● EXERCISE AIM:
Can you retype the entire passage on Counsyl's genetic screening word for word?

Marketers and public relations professionals often focus on the product, its features and how it is unique. After reading Fast Company’s “11th Annual Innovation by Design” issue, I started to think about how small changes can differentiate one product from another when communicating and interacting with consumers and health care providers. This includes how we deliver or package the product to make it more relevant to consumers.
A prime example from the issue was the genetic screening offerings provided by San Francisco-based Counsyl, a platform for timely results delivery and counseling that focuses on patient care.
I have a number of friends who have undergone genetic screening for a variety of reasons – curiosity, family planning, pregnancy, caution, etc. At the end of the day, they are looking for answers and need help understanding the results so they can make more informed life decisions. They also want the information delivered efficiently, to align with their lifestyles and personal preferences.

Collected data
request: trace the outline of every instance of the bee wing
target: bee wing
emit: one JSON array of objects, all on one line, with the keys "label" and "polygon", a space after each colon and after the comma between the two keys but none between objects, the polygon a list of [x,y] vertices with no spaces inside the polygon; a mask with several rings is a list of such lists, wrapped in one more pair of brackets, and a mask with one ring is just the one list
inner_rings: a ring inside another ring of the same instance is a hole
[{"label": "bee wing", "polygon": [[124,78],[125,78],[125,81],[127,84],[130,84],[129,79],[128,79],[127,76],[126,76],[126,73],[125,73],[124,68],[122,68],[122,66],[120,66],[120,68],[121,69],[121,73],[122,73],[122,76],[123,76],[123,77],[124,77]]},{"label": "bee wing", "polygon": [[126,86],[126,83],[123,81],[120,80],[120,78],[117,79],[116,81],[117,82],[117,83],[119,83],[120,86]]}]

● ANSWER BOX:
Marketers and public relations professionals often focus on the product, its features and how it is unique. After reading Fast Company’s “11th Annual Innovation by Design” issue, I started to think about how small changes can differentiate one product from another when communicating and interacting with consumers and health care providers. This includes how we deliver or package the product to make it more relevant to consumers.
A prime example from the issue was the genetic screening offerings provided by San Francisco-based Counsyl, a platform for timely results delivery and counseling that focuses on patient care.
I have a number of friends who have undergone genetic screening for a variety of reasons – curiosity, family planning, pregnancy, caution, etc. At the end of the day, they are looking for answers and need help understanding the results so they can make more informed life decisions. They also want the information delivered efficiently, to align with their lifestyles and personal preferences.